# [TO DO]
Write out every line of all the records below, changing nothing.

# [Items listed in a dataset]
------------------------------------
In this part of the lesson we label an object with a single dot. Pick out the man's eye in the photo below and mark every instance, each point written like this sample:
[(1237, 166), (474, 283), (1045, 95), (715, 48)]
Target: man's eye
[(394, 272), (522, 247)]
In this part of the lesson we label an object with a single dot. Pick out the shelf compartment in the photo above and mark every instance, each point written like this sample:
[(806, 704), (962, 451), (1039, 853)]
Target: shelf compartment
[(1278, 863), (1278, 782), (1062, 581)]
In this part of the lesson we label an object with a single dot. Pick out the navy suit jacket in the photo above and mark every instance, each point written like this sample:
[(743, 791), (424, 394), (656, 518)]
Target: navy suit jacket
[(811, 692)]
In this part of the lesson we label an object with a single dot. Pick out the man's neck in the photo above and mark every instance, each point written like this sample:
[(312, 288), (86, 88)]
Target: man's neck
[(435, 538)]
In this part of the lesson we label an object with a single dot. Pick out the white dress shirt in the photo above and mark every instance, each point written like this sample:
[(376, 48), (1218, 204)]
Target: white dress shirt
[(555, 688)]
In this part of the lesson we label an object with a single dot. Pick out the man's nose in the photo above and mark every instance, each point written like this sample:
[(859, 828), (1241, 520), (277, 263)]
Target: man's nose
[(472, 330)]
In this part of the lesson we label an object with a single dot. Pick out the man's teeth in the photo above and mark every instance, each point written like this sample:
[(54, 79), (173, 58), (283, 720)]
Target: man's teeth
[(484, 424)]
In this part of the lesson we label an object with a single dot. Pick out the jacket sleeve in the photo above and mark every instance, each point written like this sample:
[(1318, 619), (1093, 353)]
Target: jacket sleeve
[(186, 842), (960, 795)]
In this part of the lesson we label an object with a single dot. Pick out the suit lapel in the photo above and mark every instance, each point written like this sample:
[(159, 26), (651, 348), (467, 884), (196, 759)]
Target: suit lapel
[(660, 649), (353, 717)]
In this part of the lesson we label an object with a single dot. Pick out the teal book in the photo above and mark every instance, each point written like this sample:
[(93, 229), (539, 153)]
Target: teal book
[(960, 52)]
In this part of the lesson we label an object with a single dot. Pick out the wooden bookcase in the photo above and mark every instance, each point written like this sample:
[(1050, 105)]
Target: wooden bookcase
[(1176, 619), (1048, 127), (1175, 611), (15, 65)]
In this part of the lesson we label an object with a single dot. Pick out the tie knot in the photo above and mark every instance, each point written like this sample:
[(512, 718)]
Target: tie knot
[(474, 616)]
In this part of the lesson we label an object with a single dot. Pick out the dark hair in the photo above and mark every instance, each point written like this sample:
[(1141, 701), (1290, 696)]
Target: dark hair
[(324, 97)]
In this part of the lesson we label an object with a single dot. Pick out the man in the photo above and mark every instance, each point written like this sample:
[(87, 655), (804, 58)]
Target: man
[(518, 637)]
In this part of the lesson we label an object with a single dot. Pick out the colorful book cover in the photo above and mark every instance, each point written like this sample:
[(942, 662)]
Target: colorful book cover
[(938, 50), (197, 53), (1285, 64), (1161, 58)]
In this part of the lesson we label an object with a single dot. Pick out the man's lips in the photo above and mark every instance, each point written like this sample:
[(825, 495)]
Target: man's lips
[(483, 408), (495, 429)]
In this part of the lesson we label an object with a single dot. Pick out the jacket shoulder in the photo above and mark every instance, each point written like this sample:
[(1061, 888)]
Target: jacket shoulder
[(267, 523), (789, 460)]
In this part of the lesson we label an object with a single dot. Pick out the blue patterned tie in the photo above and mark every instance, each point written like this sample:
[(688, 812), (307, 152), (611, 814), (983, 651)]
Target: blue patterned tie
------------------------------------
# [SOLUTION TO THE PROBLEM]
In this part of the lesson we label an object with a single dot. Pick out the man's eye in the photo below and mark every instance, each point written like this sample:
[(1237, 166), (474, 283), (1045, 95), (715, 48)]
Target: man's eye
[(394, 272), (522, 247)]
In this part of the lesson we label an object with a single dot. Pick out the shelf compartment in the photo above and mark every instance, each point written like this sample:
[(806, 704), (962, 451), (1039, 853)]
Target: shelf compartment
[(1278, 863), (1278, 782), (1062, 581)]
In this part of the lesson we label an object with a single dot. Pick out the navy suit jacket in the photo above and mark every instance, each point written like this sample:
[(743, 791), (424, 394), (656, 518)]
Target: navy suit jacket
[(811, 692)]
In this part of the lesson we label an object with a single dot. Pick out the man's neck in the photo above and mark every instance, each point written like this sample:
[(312, 288), (86, 88)]
Target: man's neck
[(435, 538)]
In this part of the lesson we label an object with a single dot. Pick out the white dress shirt in the photo above and mark every instance, each point written like this sample:
[(376, 48), (1218, 204)]
Target: white dress shirt
[(555, 688)]
In this part of the lesson we label an object with a single dot. Pick out the man's nose in the photo above and mark every instance, each point written like this sample:
[(859, 828), (1241, 520), (277, 263)]
Target: man's nose
[(472, 330)]
In this part of the lesson we label an object with a single dot. Pick out the man's teeth in the photo above and mark every instance, each point written like this sample:
[(54, 79), (173, 58), (283, 720)]
Target: man's teeth
[(484, 424)]
In this part of the lesson we label an object with a single dot. Pick out the jacket sleeve in the photo above and mark every instance, each point written like this sample:
[(1318, 619), (1093, 353)]
Target: jacket sleeve
[(186, 842), (960, 795)]
In this part of the lesson we label an object with a single dot. Pick out the suit lapel in the photo above and mark every instance, each point written like this sample:
[(159, 26), (651, 348), (467, 884), (196, 759)]
Target: suit lapel
[(660, 649), (353, 717)]
In this part of the lesson we label an object with a single dot. Pick out the teal book in the photo above and mark every instance, each point written like this sample:
[(93, 229), (539, 153)]
Target: teal book
[(960, 52)]
In this part of the lesson we label an object with a single dot. Pick out the wooden bookcase in the photo above and mark every instance, each point written like this sample:
[(1050, 105)]
Target: wooden bookcase
[(1176, 619), (1048, 127), (1175, 611), (15, 65)]
In this part of the lesson we label an object with a single dot. Pick out the tie knot in the photo above and mark every instance, each point written like this sample:
[(512, 718)]
Target: tie knot
[(474, 616)]
In this part of the lesson we label an object with a single dot. Pick out the dark hair in the photo above and mark every instance, each point written like this sample:
[(1141, 701), (1290, 696)]
Target: dark hair
[(324, 97)]
In this part of the lesson we label an object with a single dot. Pick out the man in the photo above and mark every instance, each point written like this sample:
[(87, 655), (804, 58)]
Target: man
[(518, 637)]
In this part of the lesson we label an object with a single dot. Pick out the colorful book cover in the photo above and mark every instance, each point written like this sample:
[(942, 662)]
Target: colorful book cover
[(938, 50), (197, 53), (1285, 64), (1161, 58)]
In this part of the lesson we label an object with a single dot. Pick out the man's lips in the photo above and mark every instance, each point written like this sample:
[(825, 495)]
Target: man's lips
[(483, 408), (495, 429)]
In this part of the lesson we label an object with a single dot. Pick out the jacket shoulder in the photo above and mark every instance, each point written like this sample:
[(1061, 888)]
Target: jacket shoulder
[(267, 523), (789, 460)]
In this part of the lesson we label an object with a single dot. Pick out the blue patterned tie in the photo above and mark every instance, each point written like this sample:
[(688, 812), (307, 152), (611, 814), (983, 651)]
Target: blue patterned tie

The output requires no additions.